■ **ASSIGNMENT**:
Write out every entry exactly; the pictures do not belong in the copy.

○ ○ ○ ○ ○ ○ ○

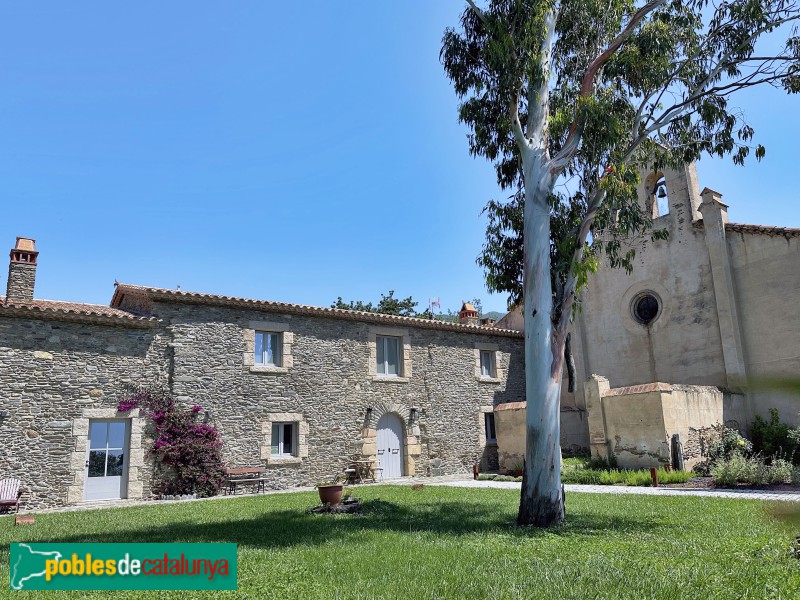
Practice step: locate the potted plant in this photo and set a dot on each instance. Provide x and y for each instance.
(330, 493)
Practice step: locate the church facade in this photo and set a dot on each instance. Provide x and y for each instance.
(713, 307)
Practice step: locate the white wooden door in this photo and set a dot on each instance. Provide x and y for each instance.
(106, 469)
(390, 445)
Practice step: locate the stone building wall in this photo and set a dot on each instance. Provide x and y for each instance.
(327, 383)
(54, 376)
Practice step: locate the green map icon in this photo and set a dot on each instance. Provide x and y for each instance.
(28, 564)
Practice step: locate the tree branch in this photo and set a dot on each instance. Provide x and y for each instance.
(478, 12)
(559, 162)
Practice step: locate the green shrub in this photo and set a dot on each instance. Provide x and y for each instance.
(771, 438)
(780, 471)
(753, 471)
(622, 476)
(724, 444)
(729, 471)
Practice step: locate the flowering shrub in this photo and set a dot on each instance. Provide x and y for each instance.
(189, 453)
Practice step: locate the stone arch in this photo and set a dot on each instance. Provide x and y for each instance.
(411, 446)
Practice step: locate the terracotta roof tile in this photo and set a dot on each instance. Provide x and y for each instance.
(72, 311)
(770, 230)
(764, 229)
(167, 295)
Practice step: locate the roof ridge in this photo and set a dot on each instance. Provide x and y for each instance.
(204, 298)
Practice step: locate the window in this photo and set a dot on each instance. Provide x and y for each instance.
(491, 436)
(388, 355)
(268, 349)
(645, 308)
(487, 364)
(284, 436)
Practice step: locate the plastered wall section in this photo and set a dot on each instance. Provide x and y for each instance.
(635, 425)
(766, 276)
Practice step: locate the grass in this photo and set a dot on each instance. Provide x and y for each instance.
(454, 543)
(582, 471)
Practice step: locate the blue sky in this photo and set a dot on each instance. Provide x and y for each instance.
(285, 151)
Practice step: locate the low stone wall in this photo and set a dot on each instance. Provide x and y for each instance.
(509, 420)
(634, 425)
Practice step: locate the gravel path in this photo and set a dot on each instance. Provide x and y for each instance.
(463, 482)
(647, 491)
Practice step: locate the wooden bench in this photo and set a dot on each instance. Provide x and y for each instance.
(244, 475)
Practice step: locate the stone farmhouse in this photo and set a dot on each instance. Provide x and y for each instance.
(298, 390)
(690, 338)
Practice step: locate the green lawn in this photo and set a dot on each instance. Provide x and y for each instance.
(460, 543)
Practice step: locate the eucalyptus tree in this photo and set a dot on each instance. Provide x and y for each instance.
(570, 99)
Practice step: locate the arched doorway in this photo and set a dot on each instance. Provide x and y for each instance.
(390, 445)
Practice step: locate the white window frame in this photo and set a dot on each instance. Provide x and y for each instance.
(285, 344)
(298, 452)
(277, 354)
(493, 352)
(487, 418)
(382, 369)
(488, 363)
(282, 452)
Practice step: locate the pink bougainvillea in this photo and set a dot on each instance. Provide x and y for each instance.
(189, 453)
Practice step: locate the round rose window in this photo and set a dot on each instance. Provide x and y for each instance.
(645, 308)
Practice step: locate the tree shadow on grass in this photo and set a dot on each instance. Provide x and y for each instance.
(287, 528)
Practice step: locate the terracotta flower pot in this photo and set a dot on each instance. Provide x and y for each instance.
(330, 494)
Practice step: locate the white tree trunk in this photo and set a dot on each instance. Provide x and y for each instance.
(541, 502)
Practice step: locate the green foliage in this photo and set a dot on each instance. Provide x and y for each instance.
(661, 99)
(188, 453)
(598, 472)
(388, 305)
(752, 470)
(589, 476)
(772, 437)
(725, 442)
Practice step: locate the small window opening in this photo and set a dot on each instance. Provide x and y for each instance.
(646, 308)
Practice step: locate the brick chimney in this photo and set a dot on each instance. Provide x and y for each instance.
(22, 271)
(468, 315)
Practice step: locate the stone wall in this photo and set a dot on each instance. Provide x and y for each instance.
(330, 383)
(634, 425)
(54, 377)
(510, 425)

○ ○ ○ ○ ○ ○ ○

■ **TASK ANSWER**:
Practice step: locate the potted plant in this photo and set a dot on each instance. Provide x and y for each instance.
(330, 493)
Practice step: locate the church facade in this photo and set a dot on each instance. Provide x and y for each instance.
(713, 307)
Practice step: locate the white wooden door in this photo and set a dot on each instance. Provide x and y for each instance.
(106, 469)
(390, 445)
Practice step: locate the stone building wall in this photo and set a dot on each instance. Provide x and y for each instance.
(327, 383)
(54, 376)
Practice step: locate the green map icon in this photo and set a dot on each instance. Provide x and y for each instance.
(28, 564)
Practice step: locate the tree branch in this photo and set a dot on each instance. Provide x and y for each instance.
(478, 12)
(559, 162)
Practice step: locate the green shrub in this photo and set a dot on each instance. Provide x and y for each instance.
(771, 438)
(780, 471)
(753, 471)
(622, 476)
(724, 444)
(729, 471)
Practice step: locate the flowering shrub in this photo and set a dot on each instance. Provide x and y for each instance.
(189, 453)
Practice step: locate the stone arch in this photo and set a dot on each instance. Provide x and y for each instance.
(411, 446)
Practice step: locate the terracotta roof tile in this photo and set a dot on each instance. Provide x and y for each instance.
(72, 311)
(770, 230)
(764, 229)
(167, 295)
Practice step: locate the roof ridge in this photo and set a dot on each instance. Provide x and y for each instance.
(204, 298)
Practice step: locate the window in this photo and set a dot on each instance. Provide x and y for each instance.
(491, 436)
(388, 355)
(268, 349)
(645, 308)
(487, 364)
(284, 436)
Practice step: locate the plastered wall section in this photo and set a dot on each instance. Provide x and y for each instance.
(635, 425)
(766, 276)
Practice step: locate the grass in this photo and set a dot on each instance. Provide x and y for each instance.
(454, 543)
(582, 471)
Practice step: locate the blue sky in this photo and set a dot on each instance. Provide x and y for each instance.
(285, 151)
Practice step: locate the low stone wall in this photo and set a dot on each instance. Provide x and y for each instance.
(509, 420)
(634, 425)
Practice step: locate the gravel path in this photo and set a dot on each instance. Provide x and y for each instance.
(463, 482)
(647, 491)
Practice step: locate the wooden bench in this photo and set a dot on each instance. Provide x and y for each instance.
(244, 475)
Practice step: locate the stone farmhouse in this photo and set a dot on each instance. Provide x and y for each instance.
(298, 390)
(690, 338)
Practice step: locate the green lawn in this photo and set a dot on each instance. Provide x and y for each instance.
(460, 543)
Practice step: locate the eucalyptus tree in this photo and set a dot on each instance. Provide x and y for each instance.
(570, 99)
Practice step: locate the arched doorway in this photo and set a dot on each instance. Provide x and y for each instance.
(390, 445)
Practice step: locate the white window frame in this photo and set a dot on each instance. Provide x and y for each instance.
(285, 344)
(298, 452)
(277, 354)
(493, 352)
(487, 418)
(382, 369)
(488, 363)
(282, 452)
Practice step: locate the pink bougainvillea in this photo and set a dot on each instance. Provide x and y for each instance.
(189, 453)
Practice step: locate the round rose window in this photo and set a dot on each instance. Provide x and y for each instance.
(645, 308)
Practice step: locate the tree shadow on grass in this photo and set a dot on each instance. Provide x and y for each instance.
(287, 528)
Practice step: locate the terracotta flower pot in this photo and set a dot on each instance. Provide x and y for each instance.
(330, 494)
Practice step: locate the white tree trunk in this photo and set a dot on each instance. Provide x and y for each instance.
(541, 502)
Practice step: locate the green foliage in this photo and set a dot on each instance. Provide x and y for each instance.
(661, 99)
(188, 453)
(598, 472)
(388, 305)
(752, 470)
(589, 476)
(772, 437)
(725, 442)
Practice step: locate the small window opening in this photo and set a dot on each instance. Provide x and y for each instance.
(646, 308)
Practice step: locate the brick chimney in this photo and set a dot on each instance. Provide x and y for each instance.
(22, 271)
(468, 315)
Practice step: locate the stone wall in this photo and set a dot on each instance. Provide x and y for each instance.
(330, 383)
(634, 425)
(54, 377)
(510, 425)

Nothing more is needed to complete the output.